What you will do: Although the data below holds other lines too, output only those from the line with "tail in the picture above." up to and including the line with "float in the picture above.", exactly as they appear.

Material supplied:
--- START ---
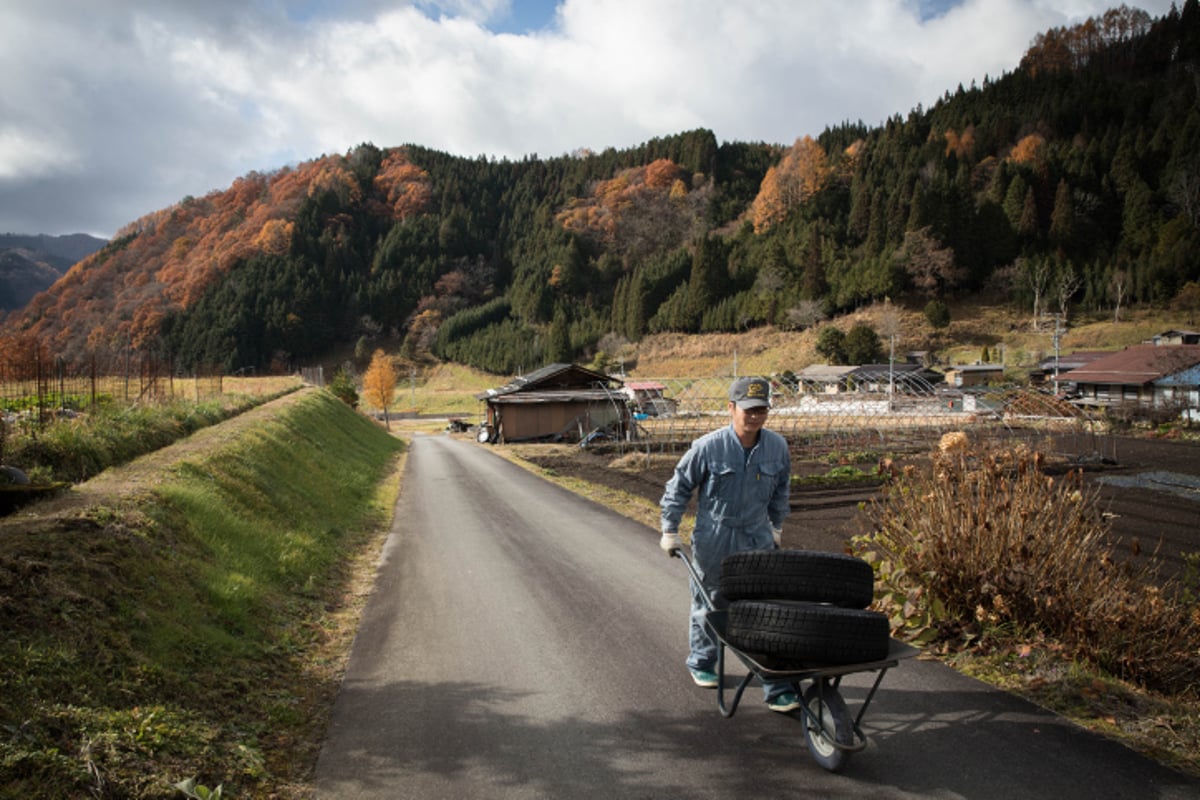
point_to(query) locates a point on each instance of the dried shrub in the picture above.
--- END ---
--- START ---
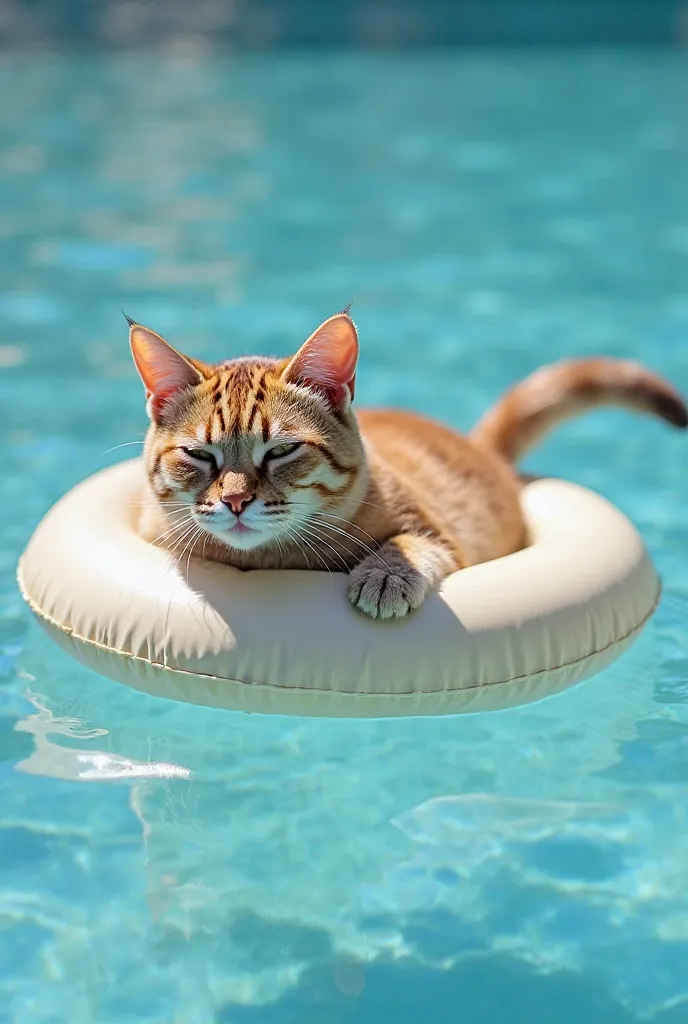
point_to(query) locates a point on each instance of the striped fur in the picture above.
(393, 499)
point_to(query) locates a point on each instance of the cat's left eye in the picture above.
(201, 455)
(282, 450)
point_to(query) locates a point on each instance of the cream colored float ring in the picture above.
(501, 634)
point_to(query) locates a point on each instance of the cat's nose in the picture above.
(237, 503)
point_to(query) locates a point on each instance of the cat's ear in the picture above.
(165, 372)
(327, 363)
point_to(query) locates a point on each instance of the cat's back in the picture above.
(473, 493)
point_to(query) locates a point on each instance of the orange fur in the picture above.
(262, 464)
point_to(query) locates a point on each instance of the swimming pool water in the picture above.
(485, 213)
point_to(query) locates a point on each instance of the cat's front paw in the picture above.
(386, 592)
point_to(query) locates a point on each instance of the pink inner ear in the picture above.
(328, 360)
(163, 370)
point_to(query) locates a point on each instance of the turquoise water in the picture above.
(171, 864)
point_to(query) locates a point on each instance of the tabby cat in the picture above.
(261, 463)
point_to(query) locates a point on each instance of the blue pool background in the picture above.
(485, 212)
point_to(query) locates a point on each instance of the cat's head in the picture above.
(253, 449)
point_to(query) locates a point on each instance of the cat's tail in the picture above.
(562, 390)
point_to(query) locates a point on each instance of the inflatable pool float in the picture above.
--- END ---
Solution:
point_to(query) locates a point on each instance of the cat's tail in the picture above.
(562, 390)
point_to(query) locates a point on each instance of the inflatable pool float in the picture above.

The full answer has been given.